Goal of the exercise
Copy every record below exactly.

Records shown
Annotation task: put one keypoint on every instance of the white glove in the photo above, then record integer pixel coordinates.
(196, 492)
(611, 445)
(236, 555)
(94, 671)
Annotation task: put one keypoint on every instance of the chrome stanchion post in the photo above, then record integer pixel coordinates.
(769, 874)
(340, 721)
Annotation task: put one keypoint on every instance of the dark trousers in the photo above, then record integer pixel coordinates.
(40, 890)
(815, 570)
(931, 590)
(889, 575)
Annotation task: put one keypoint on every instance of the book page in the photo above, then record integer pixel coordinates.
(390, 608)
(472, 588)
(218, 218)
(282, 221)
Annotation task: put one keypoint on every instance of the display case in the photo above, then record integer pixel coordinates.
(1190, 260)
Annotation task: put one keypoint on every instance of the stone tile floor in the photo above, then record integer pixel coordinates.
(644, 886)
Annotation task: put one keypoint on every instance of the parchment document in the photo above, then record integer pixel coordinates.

Answer
Annotation task: put one keypoint on every instance of the white glove in the photo above, then record integer pixel coordinates.
(196, 492)
(611, 445)
(236, 555)
(94, 671)
Annotation task: put one keypoint on every instance of the chrome stanchion post in the photo above, then record integer pixel coordinates.
(769, 874)
(340, 721)
Annotation task: put one keypoint on every instance of the dark trousers in the photo above, then record integer pixel coordinates.
(40, 890)
(815, 570)
(931, 590)
(889, 575)
Annotation task: put one keypoint on every instance of the book page in the photo above, then record integer pixel coordinates.
(390, 608)
(472, 588)
(218, 218)
(282, 221)
Annotation task: put one keypoint on every instance of the display case in the photo above, then record integer pixel coordinates.
(1190, 260)
Annotation task: put one keypoint on every instance of the stone tile floor in the photo above, then record integer pixel coordinates.
(644, 886)
Annotation task: put one keypoint on every instance of the parchment document in the photo above, then record integer pixel coordinates.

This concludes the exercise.